**Records:**
══════

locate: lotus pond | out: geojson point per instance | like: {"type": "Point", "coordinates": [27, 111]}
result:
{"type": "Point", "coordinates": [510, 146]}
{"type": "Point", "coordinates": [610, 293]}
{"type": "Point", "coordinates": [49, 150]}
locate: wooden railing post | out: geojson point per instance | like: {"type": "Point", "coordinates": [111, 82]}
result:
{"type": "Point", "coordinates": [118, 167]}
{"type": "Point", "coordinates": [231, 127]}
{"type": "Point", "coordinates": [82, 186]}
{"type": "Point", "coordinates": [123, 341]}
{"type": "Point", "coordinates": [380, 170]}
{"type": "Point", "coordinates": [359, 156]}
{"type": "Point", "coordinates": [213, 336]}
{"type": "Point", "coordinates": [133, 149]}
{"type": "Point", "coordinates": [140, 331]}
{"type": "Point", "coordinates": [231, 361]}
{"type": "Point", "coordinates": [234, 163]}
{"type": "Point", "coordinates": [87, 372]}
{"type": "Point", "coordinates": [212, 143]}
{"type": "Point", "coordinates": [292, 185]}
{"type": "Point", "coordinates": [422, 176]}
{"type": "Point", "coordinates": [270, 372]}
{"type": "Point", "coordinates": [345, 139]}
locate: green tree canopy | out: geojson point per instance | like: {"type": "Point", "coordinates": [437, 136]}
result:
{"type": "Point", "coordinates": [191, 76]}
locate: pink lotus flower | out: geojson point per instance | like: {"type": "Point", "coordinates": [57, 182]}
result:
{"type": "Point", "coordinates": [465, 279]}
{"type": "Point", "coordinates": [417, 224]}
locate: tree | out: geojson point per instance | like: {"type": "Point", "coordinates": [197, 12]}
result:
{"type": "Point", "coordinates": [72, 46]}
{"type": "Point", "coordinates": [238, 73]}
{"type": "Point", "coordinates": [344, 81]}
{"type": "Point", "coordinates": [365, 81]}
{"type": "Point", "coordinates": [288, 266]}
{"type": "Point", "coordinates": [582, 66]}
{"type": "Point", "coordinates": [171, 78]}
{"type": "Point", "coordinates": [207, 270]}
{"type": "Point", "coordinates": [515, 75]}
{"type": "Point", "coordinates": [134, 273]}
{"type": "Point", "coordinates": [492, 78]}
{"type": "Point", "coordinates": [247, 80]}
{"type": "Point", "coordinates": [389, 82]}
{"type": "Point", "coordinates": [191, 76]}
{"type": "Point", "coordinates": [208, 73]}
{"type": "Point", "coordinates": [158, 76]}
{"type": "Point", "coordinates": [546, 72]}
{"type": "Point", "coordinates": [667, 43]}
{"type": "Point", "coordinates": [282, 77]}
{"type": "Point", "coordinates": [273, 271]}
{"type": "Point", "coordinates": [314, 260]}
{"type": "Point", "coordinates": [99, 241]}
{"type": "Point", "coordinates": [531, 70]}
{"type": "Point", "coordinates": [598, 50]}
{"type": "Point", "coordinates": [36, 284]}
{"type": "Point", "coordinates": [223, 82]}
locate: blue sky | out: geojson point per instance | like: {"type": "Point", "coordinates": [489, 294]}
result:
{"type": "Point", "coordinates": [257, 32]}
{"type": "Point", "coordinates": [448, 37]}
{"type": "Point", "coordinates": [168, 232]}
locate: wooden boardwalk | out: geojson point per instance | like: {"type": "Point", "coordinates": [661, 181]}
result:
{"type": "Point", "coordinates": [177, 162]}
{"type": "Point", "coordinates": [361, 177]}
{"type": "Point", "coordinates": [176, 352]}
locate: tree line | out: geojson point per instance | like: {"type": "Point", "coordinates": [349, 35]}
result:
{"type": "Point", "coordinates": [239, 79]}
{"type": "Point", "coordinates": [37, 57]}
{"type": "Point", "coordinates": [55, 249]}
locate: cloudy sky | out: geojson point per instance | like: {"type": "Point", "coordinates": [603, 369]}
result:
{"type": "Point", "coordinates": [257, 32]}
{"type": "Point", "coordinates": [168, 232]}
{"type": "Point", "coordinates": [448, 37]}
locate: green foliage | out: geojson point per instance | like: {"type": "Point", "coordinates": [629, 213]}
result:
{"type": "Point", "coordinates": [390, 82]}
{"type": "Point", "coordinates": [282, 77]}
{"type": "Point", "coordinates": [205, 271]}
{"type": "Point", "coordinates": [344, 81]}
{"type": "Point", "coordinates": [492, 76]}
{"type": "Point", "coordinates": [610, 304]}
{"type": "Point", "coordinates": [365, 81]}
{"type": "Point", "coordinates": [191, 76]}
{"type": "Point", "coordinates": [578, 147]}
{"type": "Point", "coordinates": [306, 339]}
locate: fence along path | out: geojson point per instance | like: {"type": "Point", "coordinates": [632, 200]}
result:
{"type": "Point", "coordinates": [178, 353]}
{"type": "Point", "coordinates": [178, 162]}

══════

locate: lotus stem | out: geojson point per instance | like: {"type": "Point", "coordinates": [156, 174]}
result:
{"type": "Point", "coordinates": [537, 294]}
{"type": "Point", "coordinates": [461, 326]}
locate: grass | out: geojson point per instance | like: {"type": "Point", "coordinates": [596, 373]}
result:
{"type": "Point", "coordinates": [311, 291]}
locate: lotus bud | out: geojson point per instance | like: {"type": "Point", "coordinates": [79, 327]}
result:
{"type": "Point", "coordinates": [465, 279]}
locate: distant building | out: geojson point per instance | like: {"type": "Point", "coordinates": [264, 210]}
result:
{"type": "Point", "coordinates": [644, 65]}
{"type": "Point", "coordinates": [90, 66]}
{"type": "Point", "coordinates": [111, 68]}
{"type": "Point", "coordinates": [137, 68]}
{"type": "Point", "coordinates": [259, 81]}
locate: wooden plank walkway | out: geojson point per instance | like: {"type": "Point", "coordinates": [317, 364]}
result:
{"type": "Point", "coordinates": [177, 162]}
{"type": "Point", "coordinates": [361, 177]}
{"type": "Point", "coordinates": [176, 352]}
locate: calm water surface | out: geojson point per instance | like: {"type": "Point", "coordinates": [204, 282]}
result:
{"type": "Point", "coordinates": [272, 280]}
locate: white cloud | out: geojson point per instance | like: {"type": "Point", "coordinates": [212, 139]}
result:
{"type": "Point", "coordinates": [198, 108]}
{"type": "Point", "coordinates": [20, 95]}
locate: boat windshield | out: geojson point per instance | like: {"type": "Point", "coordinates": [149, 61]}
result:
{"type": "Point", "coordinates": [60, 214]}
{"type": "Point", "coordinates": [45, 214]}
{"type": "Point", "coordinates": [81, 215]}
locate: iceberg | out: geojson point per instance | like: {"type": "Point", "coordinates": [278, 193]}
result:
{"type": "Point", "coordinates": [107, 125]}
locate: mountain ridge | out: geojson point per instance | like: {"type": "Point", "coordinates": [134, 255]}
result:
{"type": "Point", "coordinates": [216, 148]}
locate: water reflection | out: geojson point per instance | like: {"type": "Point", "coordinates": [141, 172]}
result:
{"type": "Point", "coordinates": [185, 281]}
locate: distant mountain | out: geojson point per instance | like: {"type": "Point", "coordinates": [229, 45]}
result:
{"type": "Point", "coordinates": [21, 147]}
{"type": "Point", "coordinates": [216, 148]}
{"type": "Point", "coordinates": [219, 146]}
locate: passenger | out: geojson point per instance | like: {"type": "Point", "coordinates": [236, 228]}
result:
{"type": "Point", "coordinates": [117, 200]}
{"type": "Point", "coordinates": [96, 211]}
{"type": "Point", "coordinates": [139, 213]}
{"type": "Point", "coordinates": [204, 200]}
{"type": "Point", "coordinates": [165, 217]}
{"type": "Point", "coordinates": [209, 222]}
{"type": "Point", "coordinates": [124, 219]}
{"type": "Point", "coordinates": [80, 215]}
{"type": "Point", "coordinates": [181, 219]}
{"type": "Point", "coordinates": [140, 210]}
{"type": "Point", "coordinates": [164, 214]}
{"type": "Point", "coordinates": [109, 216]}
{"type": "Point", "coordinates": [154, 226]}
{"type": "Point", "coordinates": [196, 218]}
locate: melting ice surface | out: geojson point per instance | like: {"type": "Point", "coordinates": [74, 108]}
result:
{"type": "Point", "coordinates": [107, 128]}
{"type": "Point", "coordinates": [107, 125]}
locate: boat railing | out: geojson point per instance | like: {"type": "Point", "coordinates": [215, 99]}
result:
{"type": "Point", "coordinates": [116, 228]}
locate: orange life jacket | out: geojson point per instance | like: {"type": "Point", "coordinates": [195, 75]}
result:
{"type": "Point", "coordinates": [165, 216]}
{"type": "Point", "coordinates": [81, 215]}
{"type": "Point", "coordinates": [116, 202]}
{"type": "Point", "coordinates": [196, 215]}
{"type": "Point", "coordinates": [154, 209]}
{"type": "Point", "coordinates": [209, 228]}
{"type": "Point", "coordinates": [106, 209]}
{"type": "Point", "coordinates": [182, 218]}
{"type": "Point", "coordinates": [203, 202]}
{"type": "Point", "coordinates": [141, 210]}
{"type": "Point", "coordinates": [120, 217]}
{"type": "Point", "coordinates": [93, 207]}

══════

**Task goal:**
How many of the lines above contain the string "surface", with case counting? Reply with the number alone.

**Complete response:**
2